DOCUMENT PASSAGE –
Neal Dingmann - SunTrust Robinson Humphrey, Inc., Research Division

Okay. And then last one, quick one, if I could. Just, Doug, on the gas delivery requirements, I'm just wondering, based on kind of your rig count now and, I guess, what you and Nick have modeled in, the gas differentials, would that account for kind of what you have forecast for the remainder of the year?

Robert Douglas Lawler

Yes. I think it may be important to note though, as well, that as we anticipate continued efficiencies, then that will change as we go through the year. Because obviously, as we continue to improve on our capital -- drilling and completion capital, that'll afford us opportunities for other options.

Operator

We'll take our next question from David Heikkinen with Heikkinen Energy Advisors.

David Martin Heikkinen - Heikkinen Energy Advisors, LLC

One thing I've been thinking about is as you separate Chesapeake Oilfield Services, you bought back the rigs and compressors in the quarter, are there any more buybacks or changes in rig commitments that we should expect going into that, that'll be outflows of cash from Chesapeake? And then secondarily, how does the Chesapeake Oilfield Services as a separate business, 87% of revenues in the first 9 months of last year with Chesapeake, how much marketing will be done outside of Chesapeake and how does that impact your thoughts on go-forward expenses and CapEx savings that you've had because of that business being inside the company?

Domenic J. Dell'Osso

That's a good question, David. So the first question around how much outflow might we expect, there are a little bit more in the way of rigs and compresses to buy back. I noted in my commentary that we bought back some additional already in January and February. We've got a little bit more to do, although we've made good progress there. So again, we just think about that as something that facilitates the transaction, so we're sort of prefunding that. From a cost perspective -- or first, from a third-party perspective, the business has done a really fantastic job in handling the inbound interest really that has come for services to third parties. We have not actively or aggressively marketed many of these services. We've probably done a little bit more on rigs and had some very good quick success there, as we noted in our release on Monday. So we're pretty eager that the business is going to be well-received by the industry as a top-notch service provider and someone who is competitive and others want to use quickly. There's been other inbound interest. And as wouldn't be surprising, there's inbound interest from some who say, "We are interested in using your services, but we'd be more interested if you were separate." And so that's part of what drives the decision here. So we're eager for all of that to come together. On the cost side, there's a couple of things to think about there. One, we have a bit of EBITDA that we roll up, which reflects the third-party nature of the cost to drill wells. So for example, our working interest partners and then any third-party business they do, that would go away in the sale. And then we also have an add back from CapEx that we would lose. And so those things combined will impact our business somewhat in the short term. But we believe that as we continue to drive efficiencies into our structure and as we continue to lower our well costs through different completion designs, through increased -- or decreased spud-to-TD timing, all of those things above, we feel pretty good about what this will look like pro forma for Chesapeake. We haven't given any of that guidance yet and I don't want to give it this morning until we're more certain [ph] about what it'll look like.

EXERCISE SET –
(1) According to the earnings call transcript, what percentage of Chesapeake Oilfield Services' revenues in the first 9 months of last year came from Chesapeake?
(2) Reproduce the saved data entries below character for character, including every line of each record.

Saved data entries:
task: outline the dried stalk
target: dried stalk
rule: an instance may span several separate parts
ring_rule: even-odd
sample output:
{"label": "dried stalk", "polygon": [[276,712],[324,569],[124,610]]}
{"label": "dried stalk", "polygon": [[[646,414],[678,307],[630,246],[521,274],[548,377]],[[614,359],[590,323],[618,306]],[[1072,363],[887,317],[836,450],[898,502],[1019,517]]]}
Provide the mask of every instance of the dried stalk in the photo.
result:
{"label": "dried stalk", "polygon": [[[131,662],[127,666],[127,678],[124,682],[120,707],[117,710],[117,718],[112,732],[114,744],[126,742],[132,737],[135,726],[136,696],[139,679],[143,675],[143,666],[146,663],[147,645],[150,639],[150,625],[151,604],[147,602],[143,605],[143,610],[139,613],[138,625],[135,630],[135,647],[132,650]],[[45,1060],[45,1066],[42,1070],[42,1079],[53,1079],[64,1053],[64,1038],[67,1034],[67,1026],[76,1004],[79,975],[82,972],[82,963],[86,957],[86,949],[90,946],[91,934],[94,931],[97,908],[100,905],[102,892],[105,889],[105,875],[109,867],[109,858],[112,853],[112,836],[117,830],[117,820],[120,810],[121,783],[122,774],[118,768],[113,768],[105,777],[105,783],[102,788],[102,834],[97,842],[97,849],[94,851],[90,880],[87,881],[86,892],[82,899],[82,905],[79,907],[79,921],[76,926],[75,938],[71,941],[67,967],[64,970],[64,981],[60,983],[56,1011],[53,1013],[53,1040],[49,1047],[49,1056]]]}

EXPECTED ANSWERS –
(1) 87%

(2)
task: outline the dried stalk
target: dried stalk
rule: an instance may span several separate parts
ring_rule: even-odd
sample output:
{"label": "dried stalk", "polygon": [[276,712],[324,569],[124,610]]}
{"label": "dried stalk", "polygon": [[[646,414],[678,307],[630,246],[521,274],[548,377]],[[614,359],[590,323],[618,306]],[[1072,363],[887,317],[836,450],[898,502],[1019,517]]]}
Provide the mask of every instance of the dried stalk in the photo.
result:
{"label": "dried stalk", "polygon": [[[131,662],[127,666],[127,678],[124,682],[120,707],[117,710],[117,718],[112,732],[114,744],[126,742],[132,737],[135,726],[136,696],[139,679],[143,675],[143,666],[146,663],[147,645],[150,639],[150,625],[151,604],[147,602],[143,605],[143,610],[139,613],[138,625],[135,630],[135,647],[132,650]],[[45,1060],[45,1066],[42,1070],[42,1079],[53,1079],[64,1053],[64,1038],[67,1034],[67,1026],[76,1004],[79,975],[82,972],[82,963],[86,957],[86,949],[90,946],[91,934],[94,931],[97,908],[100,905],[102,892],[105,889],[105,875],[109,867],[109,858],[112,853],[112,836],[117,830],[117,820],[120,810],[121,783],[122,774],[118,768],[113,768],[105,777],[105,783],[102,788],[102,834],[97,842],[97,849],[94,851],[90,880],[87,881],[86,892],[82,899],[82,905],[79,907],[79,921],[76,926],[75,938],[71,941],[67,967],[64,970],[64,981],[60,983],[56,1011],[53,1013],[53,1040],[49,1047],[49,1056]]]}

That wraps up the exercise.